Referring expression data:

>>>>

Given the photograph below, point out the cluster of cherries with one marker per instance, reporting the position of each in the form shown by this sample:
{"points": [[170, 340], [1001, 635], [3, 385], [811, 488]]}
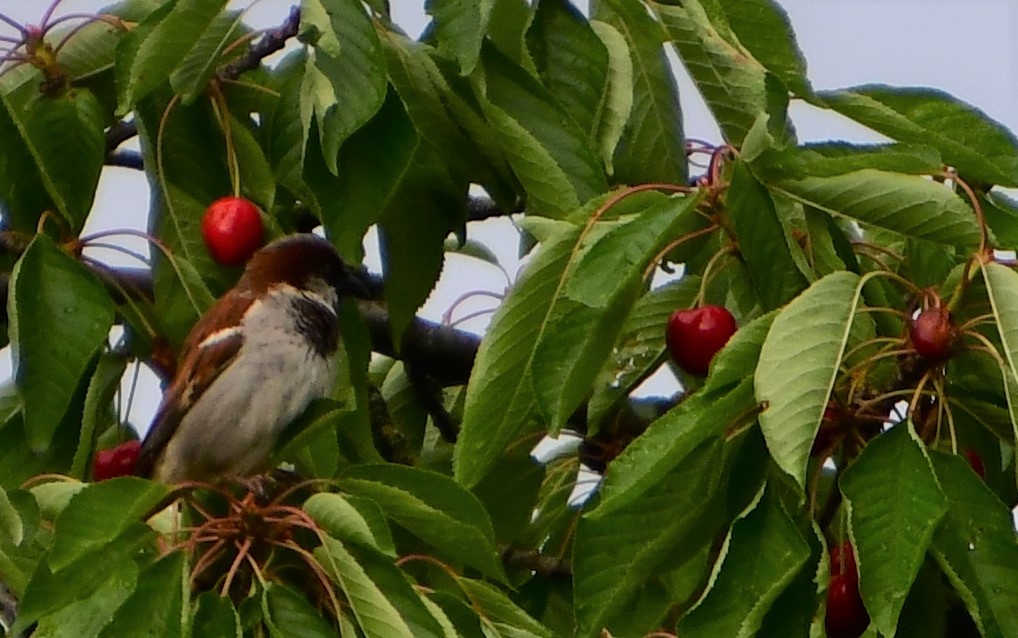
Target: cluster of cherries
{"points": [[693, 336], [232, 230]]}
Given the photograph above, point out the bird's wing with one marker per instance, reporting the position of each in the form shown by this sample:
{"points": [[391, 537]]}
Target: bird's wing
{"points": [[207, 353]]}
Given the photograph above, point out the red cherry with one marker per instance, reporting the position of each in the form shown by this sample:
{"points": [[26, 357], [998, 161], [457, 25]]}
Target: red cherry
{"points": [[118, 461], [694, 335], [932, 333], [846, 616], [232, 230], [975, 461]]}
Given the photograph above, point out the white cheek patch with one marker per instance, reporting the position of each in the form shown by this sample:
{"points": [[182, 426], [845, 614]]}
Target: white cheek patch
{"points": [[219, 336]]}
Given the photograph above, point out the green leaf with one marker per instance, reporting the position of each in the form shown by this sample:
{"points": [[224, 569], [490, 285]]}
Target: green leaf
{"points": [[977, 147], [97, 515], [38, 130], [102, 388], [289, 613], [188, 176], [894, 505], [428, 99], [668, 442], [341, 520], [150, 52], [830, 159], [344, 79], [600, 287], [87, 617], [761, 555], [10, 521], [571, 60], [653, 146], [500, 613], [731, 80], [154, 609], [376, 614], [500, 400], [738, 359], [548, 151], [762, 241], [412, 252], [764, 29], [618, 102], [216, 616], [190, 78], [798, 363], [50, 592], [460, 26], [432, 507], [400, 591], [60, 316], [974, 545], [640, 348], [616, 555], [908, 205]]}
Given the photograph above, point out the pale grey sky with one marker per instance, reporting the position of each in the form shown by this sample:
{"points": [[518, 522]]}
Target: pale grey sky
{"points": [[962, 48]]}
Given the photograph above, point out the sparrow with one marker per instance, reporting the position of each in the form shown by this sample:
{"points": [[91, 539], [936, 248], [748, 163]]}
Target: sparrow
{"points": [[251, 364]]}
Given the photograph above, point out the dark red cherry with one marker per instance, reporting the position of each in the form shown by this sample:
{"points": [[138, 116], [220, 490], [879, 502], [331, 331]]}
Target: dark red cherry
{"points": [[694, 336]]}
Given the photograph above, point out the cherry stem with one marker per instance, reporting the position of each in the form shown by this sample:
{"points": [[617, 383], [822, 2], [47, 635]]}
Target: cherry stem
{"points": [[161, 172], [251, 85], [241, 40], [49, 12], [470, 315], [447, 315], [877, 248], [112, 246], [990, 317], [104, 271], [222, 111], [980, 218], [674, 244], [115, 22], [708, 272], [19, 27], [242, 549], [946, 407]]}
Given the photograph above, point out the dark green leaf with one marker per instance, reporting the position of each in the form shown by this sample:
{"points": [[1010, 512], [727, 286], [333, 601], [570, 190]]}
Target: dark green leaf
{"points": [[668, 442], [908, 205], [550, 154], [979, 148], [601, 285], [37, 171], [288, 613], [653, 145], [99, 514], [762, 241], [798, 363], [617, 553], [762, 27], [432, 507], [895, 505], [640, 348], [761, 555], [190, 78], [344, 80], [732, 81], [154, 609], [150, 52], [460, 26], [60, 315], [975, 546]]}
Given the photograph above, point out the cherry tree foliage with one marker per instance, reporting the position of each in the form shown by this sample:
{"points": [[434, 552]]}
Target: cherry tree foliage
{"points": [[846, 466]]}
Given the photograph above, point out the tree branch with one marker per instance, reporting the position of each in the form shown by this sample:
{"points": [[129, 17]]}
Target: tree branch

<<<<

EXERCISE AIM: Search the records above for "branch" and copy every line that has it.

SOLVED EXERCISE:
Given the photograph above, point out the tree branch with one marker per instance, reporting the position of each in the form shown by this sample:
Target: tree branch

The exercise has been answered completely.